### What to work on
Copy the entries exactly. Leave nothing out and add nothing.
Records shown Start Marker
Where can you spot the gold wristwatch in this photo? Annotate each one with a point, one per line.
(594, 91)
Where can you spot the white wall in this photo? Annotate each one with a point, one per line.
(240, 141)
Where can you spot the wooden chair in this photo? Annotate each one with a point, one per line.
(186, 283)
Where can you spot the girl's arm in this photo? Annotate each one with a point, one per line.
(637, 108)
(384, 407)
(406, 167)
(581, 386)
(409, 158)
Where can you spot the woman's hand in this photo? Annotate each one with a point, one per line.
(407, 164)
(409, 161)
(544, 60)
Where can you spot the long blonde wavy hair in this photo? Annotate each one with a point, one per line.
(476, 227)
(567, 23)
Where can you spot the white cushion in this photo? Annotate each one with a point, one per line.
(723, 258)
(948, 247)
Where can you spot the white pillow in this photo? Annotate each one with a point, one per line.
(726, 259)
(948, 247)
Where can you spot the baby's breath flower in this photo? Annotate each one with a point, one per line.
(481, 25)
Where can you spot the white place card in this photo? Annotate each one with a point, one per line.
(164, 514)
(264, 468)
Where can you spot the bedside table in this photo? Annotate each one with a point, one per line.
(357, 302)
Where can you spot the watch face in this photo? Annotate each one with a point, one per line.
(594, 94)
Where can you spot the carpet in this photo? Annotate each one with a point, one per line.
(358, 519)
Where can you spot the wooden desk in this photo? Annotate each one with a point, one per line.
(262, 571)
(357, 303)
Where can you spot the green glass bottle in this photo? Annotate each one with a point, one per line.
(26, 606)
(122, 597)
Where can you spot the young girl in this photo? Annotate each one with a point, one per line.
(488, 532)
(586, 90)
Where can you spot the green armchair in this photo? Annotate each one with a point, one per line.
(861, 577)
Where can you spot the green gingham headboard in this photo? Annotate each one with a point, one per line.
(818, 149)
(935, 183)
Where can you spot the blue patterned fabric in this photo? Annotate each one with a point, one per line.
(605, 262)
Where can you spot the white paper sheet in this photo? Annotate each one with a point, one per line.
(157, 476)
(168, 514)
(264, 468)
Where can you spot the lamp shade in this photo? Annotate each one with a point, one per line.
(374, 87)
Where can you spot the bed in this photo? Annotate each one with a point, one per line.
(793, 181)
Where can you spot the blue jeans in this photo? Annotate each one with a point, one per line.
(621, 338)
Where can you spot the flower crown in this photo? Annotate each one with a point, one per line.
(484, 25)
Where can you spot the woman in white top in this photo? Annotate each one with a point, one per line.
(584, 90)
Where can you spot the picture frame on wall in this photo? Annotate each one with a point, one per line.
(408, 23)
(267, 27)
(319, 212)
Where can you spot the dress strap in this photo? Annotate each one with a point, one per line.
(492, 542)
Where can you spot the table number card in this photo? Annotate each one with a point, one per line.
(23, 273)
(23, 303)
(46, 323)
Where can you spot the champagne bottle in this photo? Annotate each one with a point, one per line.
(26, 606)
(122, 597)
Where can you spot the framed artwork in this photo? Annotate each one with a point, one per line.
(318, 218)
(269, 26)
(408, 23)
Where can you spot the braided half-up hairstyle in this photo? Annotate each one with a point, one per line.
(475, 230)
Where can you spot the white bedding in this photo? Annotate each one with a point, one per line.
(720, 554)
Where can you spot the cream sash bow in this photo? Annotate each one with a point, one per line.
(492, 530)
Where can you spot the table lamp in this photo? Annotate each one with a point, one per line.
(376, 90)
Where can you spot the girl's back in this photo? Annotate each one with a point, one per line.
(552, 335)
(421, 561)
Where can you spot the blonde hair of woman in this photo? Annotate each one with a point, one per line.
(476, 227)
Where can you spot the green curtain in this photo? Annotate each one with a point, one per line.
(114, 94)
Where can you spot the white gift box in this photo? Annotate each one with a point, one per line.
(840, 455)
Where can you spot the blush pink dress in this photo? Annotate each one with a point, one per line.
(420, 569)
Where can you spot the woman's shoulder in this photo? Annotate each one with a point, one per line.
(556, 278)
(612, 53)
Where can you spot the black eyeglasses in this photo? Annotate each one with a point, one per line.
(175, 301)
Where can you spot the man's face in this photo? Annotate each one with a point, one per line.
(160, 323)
Records shown End Marker
### Task result
Where can you spot the gold wristwatch in this photo? Annotate each one with a point, one per line.
(594, 91)
Where can you spot the white wall in this photo? Annotate each one with a point, one per line.
(240, 141)
Where can you spot the wooden chair in this photo? Annotate each one with a point, one per line.
(186, 283)
Where can you spot the girl's arm in this photo? Annotate each one with a point, one per line.
(637, 108)
(384, 407)
(406, 167)
(581, 386)
(409, 158)
Where can you spot the woman's hand in this photo? Annotate each one with a point, one per line.
(407, 164)
(409, 161)
(544, 60)
Where can you spot the long blonde wavy hair in this photo? Annotate each one with a point, one per line.
(476, 227)
(567, 23)
Where can you spot the white cushion in this photo? Annotate each one with a point, one per line.
(723, 258)
(948, 247)
Where can you spot the white pillow in this photo? Annotate each one with a point, one per line.
(726, 259)
(948, 247)
Where can you spot the baby's breath flower in this photo? Annotate each one with a point, one per line.
(481, 25)
Where can you spot the white place card in this photo? Annotate each one with a point, one per line.
(164, 514)
(264, 468)
Where can you spot the bedside table in this photo? Annotate each one with a point, one per line.
(357, 302)
Where can you spot the watch face in this photo? Annotate each one with a point, one per line.
(594, 94)
Where can you spot the carpet in this photo? Annotate each one with a point, one per line.
(358, 519)
Where can you spot the wooden desk in this photo? Annotate each one with a point, one per line.
(262, 571)
(357, 303)
Where can you spot the green glass bottle in this photo? Annotate each one with a point, one per line.
(26, 606)
(122, 597)
Where can you spot the young girl in this photo? Annotate each one with a point, one per line.
(488, 532)
(586, 90)
Where can you spot the green armchair in this photo? Annotate each one with a point, one per line.
(861, 577)
Where can you spot the green gingham headboard in this photo? Annotate each one with a point, one per line.
(818, 149)
(935, 183)
Where can you spot the blue patterned fabric in this photo? Annotate each one with a point, one per line.
(605, 262)
Where can you spot the white paper sheet in this photo? Annotate each one with a point, one per line.
(157, 476)
(168, 514)
(264, 468)
Where can you spot the lamp shade in this photo? Annotate each one with a point, one per line.
(374, 87)
Where can you spot the bed in this photo? Annotate each one with a point, one per line.
(793, 181)
Where can you spot the blue jeans in this photo? Annotate each one with a point, one per line.
(621, 338)
Where can you spot the flower crown in this photo? Annotate each one with a point, one per line.
(484, 25)
Where can you spot the woman in white top in this photo? Annotate each one with a point, one per line.
(584, 90)
Where can you spot the picture frame on wall in this photo? Annotate each one with a point, one per line.
(408, 23)
(267, 27)
(319, 212)
Where can you spot the dress strap in this photo? Annotate each one with a point, one per line.
(492, 542)
Where can you spot the table number card in this photo? Annotate each one with a point, one per line.
(23, 273)
(23, 303)
(46, 323)
Where can you spot the champagne bottle in this photo? Annotate each one with a point, one per line.
(26, 606)
(122, 597)
Where can you spot the framed artwork in this photo? Annotate each one with a point, one per line.
(318, 218)
(269, 26)
(408, 23)
Where can you spot the braided half-up hairstyle in this photo? Annotate each one with a point, one per line.
(475, 230)
Where can you spot the white bedding in this photo? Annotate each one with a point, one per line.
(720, 554)
Where can you spot the cream sash bow in this photo? Annotate each one with a point, one per line.
(492, 530)
Where can you spot the table lamp in this photo? Annotate each one with a point, one per line.
(376, 90)
Where can you spot the girl's back in this photo? Annotate each one with a point, one per line.
(552, 335)
(421, 561)
Where can you spot the blonde hair of woman in this photo? Annotate each one with a point, one per line.
(476, 227)
Where can you spot the green curtain in this photo? Annotate each one with a point, one per line.
(114, 94)
Where can you spot the white gift box in this photo? Annotate each one with a point, one per line.
(840, 455)
Where can you spot the blush pink dress in this photo? Annotate each one with a point, one per line.
(420, 569)
Where can you spot the woman's shoulder in this photo? Annotate each one with a point, one per line.
(556, 278)
(612, 53)
Where can you spot the black eyeglasses in this photo? Annotate each one with a point, one per line.
(175, 301)
Where can you spot the man's face in this photo? Annotate each one with a point, one per line.
(160, 323)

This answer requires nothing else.